Task details. Repeat all of the data below word for word, changing nothing.

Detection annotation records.
———

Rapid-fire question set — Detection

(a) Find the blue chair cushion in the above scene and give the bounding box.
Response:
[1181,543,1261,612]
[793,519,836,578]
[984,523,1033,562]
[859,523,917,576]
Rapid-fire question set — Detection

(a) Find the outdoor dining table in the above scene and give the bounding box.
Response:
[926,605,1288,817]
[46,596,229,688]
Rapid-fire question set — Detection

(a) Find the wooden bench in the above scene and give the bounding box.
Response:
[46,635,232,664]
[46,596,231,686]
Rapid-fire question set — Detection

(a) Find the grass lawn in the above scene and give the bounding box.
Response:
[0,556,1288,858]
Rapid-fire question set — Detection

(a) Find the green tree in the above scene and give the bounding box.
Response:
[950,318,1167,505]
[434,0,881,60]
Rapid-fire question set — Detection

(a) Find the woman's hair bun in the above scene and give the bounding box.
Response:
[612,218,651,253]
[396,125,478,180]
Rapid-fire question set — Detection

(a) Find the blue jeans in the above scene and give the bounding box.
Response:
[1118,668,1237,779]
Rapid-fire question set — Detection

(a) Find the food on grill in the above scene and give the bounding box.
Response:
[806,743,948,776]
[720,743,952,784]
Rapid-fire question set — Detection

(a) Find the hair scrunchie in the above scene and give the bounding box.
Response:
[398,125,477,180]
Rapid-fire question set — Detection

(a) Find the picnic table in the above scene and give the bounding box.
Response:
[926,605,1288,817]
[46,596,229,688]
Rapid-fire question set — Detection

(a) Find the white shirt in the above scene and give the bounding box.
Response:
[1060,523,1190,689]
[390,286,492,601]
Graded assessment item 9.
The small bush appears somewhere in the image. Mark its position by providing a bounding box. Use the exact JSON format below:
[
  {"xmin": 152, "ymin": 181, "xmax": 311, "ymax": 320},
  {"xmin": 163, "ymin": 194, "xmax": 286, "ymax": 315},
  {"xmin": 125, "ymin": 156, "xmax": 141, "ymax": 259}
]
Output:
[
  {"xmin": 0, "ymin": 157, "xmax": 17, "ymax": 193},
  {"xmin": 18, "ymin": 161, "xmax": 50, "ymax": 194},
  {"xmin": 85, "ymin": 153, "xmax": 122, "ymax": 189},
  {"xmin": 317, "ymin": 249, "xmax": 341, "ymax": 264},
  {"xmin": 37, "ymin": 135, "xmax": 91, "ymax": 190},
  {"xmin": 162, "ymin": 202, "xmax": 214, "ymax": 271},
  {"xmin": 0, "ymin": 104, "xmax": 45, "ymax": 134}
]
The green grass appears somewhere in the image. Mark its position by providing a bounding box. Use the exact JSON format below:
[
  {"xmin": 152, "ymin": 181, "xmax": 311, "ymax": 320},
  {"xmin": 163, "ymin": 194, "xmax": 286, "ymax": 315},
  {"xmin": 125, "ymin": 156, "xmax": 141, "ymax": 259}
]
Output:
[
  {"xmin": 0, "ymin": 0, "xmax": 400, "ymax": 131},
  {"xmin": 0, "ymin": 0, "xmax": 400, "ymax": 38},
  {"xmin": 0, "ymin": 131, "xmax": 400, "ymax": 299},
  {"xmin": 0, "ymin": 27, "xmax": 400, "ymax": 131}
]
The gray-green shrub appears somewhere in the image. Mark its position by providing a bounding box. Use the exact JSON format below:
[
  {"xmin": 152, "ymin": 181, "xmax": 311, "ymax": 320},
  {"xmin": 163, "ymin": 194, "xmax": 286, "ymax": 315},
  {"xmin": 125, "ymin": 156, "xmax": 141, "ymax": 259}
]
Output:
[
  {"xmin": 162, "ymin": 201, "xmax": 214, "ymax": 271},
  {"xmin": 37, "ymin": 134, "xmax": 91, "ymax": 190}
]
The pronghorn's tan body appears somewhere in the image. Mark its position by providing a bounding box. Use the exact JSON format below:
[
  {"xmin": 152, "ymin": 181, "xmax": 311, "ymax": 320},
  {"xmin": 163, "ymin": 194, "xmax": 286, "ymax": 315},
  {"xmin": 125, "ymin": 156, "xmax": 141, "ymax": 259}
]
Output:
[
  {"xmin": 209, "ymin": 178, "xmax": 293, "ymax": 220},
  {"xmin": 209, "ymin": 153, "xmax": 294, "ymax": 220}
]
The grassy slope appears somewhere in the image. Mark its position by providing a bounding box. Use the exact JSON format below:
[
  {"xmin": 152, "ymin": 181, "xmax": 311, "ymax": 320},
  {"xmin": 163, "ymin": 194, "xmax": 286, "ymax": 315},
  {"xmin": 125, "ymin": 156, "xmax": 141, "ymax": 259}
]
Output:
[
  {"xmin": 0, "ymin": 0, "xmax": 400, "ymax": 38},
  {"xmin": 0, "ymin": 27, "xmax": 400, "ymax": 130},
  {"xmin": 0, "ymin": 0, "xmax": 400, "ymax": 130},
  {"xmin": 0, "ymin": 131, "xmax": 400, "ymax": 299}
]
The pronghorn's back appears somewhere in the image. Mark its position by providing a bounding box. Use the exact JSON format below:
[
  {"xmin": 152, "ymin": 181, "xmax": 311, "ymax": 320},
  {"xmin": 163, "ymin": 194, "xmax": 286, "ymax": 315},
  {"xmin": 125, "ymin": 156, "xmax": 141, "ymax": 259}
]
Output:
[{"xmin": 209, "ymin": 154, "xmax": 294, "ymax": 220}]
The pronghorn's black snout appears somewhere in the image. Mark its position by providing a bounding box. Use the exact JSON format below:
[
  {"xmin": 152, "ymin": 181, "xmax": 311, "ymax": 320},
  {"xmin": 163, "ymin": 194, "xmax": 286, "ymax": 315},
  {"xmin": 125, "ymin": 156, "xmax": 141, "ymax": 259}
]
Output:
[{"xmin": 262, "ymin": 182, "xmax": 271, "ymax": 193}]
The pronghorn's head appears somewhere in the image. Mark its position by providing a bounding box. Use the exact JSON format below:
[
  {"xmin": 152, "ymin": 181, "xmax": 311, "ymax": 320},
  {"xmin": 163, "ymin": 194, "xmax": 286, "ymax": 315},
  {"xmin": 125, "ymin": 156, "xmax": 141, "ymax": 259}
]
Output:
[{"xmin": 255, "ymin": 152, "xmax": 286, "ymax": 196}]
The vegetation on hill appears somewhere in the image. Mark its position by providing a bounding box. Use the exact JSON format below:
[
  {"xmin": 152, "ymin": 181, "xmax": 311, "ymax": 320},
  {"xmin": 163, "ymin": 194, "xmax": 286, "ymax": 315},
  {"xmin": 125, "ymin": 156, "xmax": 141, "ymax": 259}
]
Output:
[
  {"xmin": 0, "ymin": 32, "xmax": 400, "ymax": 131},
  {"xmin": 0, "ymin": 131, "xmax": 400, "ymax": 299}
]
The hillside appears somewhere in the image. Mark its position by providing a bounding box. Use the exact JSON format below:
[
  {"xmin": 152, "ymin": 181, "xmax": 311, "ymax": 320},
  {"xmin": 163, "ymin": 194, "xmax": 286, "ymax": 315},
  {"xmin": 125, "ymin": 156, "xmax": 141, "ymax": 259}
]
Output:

———

Task solution.
Rapid-fire question set — Detection

(a) Find the blue chair cushion in the above scene and give the bounding box.
Response:
[1181,543,1261,612]
[793,519,836,578]
[984,523,1033,562]
[859,523,917,576]
Rapid-fire question set — Detection

(a) Find the outdoor dining table in the above scene and give the bounding box.
Response:
[926,605,1288,817]
[46,596,229,688]
Rapid-fire question set — Detection

(a) Find the wooden bench in the above scene and give the bounding box.
Response:
[46,635,232,664]
[46,596,231,686]
Rapid-fire question set — Detection

(a) Find the grass lawn in the above scene and give the bounding box.
Response:
[0,556,1288,858]
Rapid-fire question set — Detection

(a) Find the green tree in the above scene and give the bounding box.
Response:
[950,318,1167,505]
[434,0,881,60]
Rapid-fire question set — Detection

(a) Find the woman's hair bun in the above scene and give the bounding box.
Response:
[612,218,651,253]
[396,125,478,180]
Rapid-fire question set — Detection

(a) Find the blue jeans in the above scene and give the bounding box.
Response:
[1118,668,1237,779]
Rapid-fire question set — Detection

(a) Find the food on grill in the above scene and give the bounding box.
Response:
[806,743,948,776]
[720,743,952,784]
Rapid-fire question set — Detection

(a) Find the hair scrunchie in the above scene and give the bounding box.
Response:
[398,125,477,180]
Rapid-fire question set — Detection

(a) Find the picnic table in the above scene and give the bounding box.
Response:
[926,605,1288,817]
[46,596,229,688]
Rapid-fire question set — Detection

(a) Find the white shirt in the above scene and give the bounding box.
Response:
[1060,523,1190,689]
[390,286,492,601]
Graded assessment item 9.
The small bush appears somewhere in the image. Mark its position by providing a bounding box. Use the exact JSON format below:
[
  {"xmin": 152, "ymin": 181, "xmax": 311, "ymax": 320},
  {"xmin": 163, "ymin": 194, "xmax": 286, "ymax": 315},
  {"xmin": 125, "ymin": 156, "xmax": 141, "ymax": 259}
]
Output:
[
  {"xmin": 0, "ymin": 157, "xmax": 17, "ymax": 193},
  {"xmin": 18, "ymin": 161, "xmax": 50, "ymax": 194},
  {"xmin": 85, "ymin": 153, "xmax": 122, "ymax": 189},
  {"xmin": 317, "ymin": 249, "xmax": 341, "ymax": 264},
  {"xmin": 37, "ymin": 135, "xmax": 91, "ymax": 190},
  {"xmin": 162, "ymin": 202, "xmax": 214, "ymax": 271},
  {"xmin": 0, "ymin": 104, "xmax": 45, "ymax": 134}
]
The green grass appears somewhere in the image. Mark its position by providing a bounding box. Use the exact JSON format below:
[
  {"xmin": 152, "ymin": 181, "xmax": 311, "ymax": 320},
  {"xmin": 163, "ymin": 194, "xmax": 286, "ymax": 315},
  {"xmin": 125, "ymin": 156, "xmax": 141, "ymax": 259}
]
Output:
[
  {"xmin": 0, "ymin": 0, "xmax": 400, "ymax": 131},
  {"xmin": 0, "ymin": 0, "xmax": 400, "ymax": 38},
  {"xmin": 0, "ymin": 131, "xmax": 400, "ymax": 299},
  {"xmin": 0, "ymin": 27, "xmax": 400, "ymax": 131}
]
The gray-green shrub appears somewhere in the image. Mark its position by providing a bounding box. Use the exact JSON format below:
[
  {"xmin": 152, "ymin": 181, "xmax": 311, "ymax": 320},
  {"xmin": 163, "ymin": 194, "xmax": 286, "ymax": 315},
  {"xmin": 125, "ymin": 156, "xmax": 141, "ymax": 259}
]
Output:
[
  {"xmin": 162, "ymin": 201, "xmax": 214, "ymax": 271},
  {"xmin": 37, "ymin": 134, "xmax": 91, "ymax": 190}
]
The pronghorn's tan body appears somewhere in the image. Mark its position by providing a bounding box. Use the exact JSON format below:
[
  {"xmin": 152, "ymin": 181, "xmax": 311, "ymax": 320},
  {"xmin": 163, "ymin": 194, "xmax": 286, "ymax": 315},
  {"xmin": 125, "ymin": 156, "xmax": 141, "ymax": 259}
]
Output:
[
  {"xmin": 209, "ymin": 178, "xmax": 293, "ymax": 220},
  {"xmin": 209, "ymin": 153, "xmax": 294, "ymax": 220}
]
The grassy slope appears somewhere in the image. Mark its position by providing a bounding box. Use the exact JSON format below:
[
  {"xmin": 152, "ymin": 181, "xmax": 311, "ymax": 320},
  {"xmin": 163, "ymin": 194, "xmax": 286, "ymax": 315},
  {"xmin": 125, "ymin": 156, "xmax": 141, "ymax": 259}
]
Output:
[
  {"xmin": 0, "ymin": 0, "xmax": 400, "ymax": 38},
  {"xmin": 0, "ymin": 27, "xmax": 400, "ymax": 130},
  {"xmin": 0, "ymin": 0, "xmax": 400, "ymax": 130},
  {"xmin": 0, "ymin": 131, "xmax": 400, "ymax": 299}
]
The pronghorn's back appears somewhere in the image. Mark its position by providing a bounding box. Use the exact JSON format below:
[
  {"xmin": 152, "ymin": 181, "xmax": 311, "ymax": 320},
  {"xmin": 163, "ymin": 194, "xmax": 286, "ymax": 315},
  {"xmin": 125, "ymin": 156, "xmax": 141, "ymax": 259}
]
Output:
[{"xmin": 209, "ymin": 154, "xmax": 294, "ymax": 220}]
The pronghorn's black snout appears somewhere in the image. Mark its position by providing a bounding box. Use the exact JSON format below:
[
  {"xmin": 152, "ymin": 181, "xmax": 311, "ymax": 320},
  {"xmin": 163, "ymin": 194, "xmax": 286, "ymax": 315},
  {"xmin": 125, "ymin": 156, "xmax": 141, "ymax": 259}
]
Output:
[{"xmin": 262, "ymin": 182, "xmax": 271, "ymax": 193}]
The pronghorn's head appears somewhere in the image. Mark its position by providing a bounding box. Use the exact JSON format below:
[
  {"xmin": 152, "ymin": 181, "xmax": 311, "ymax": 320},
  {"xmin": 163, "ymin": 194, "xmax": 286, "ymax": 315},
  {"xmin": 125, "ymin": 156, "xmax": 141, "ymax": 259}
]
Output:
[{"xmin": 255, "ymin": 152, "xmax": 286, "ymax": 196}]
The vegetation on hill appears somewhere in the image. Mark its position by providing a bounding box. Use the exact JSON format below:
[
  {"xmin": 152, "ymin": 181, "xmax": 311, "ymax": 320},
  {"xmin": 163, "ymin": 194, "xmax": 286, "ymax": 315},
  {"xmin": 125, "ymin": 156, "xmax": 141, "ymax": 259}
]
Output:
[
  {"xmin": 0, "ymin": 32, "xmax": 400, "ymax": 131},
  {"xmin": 0, "ymin": 131, "xmax": 400, "ymax": 299}
]
The hillside appears somewhere in the image. Mark its position by providing a bounding box. Use the exact JSON format below:
[
  {"xmin": 152, "ymin": 181, "xmax": 311, "ymax": 320},
  {"xmin": 163, "ymin": 194, "xmax": 286, "ymax": 315},
  {"xmin": 125, "ymin": 156, "xmax": 141, "ymax": 259}
]
Output:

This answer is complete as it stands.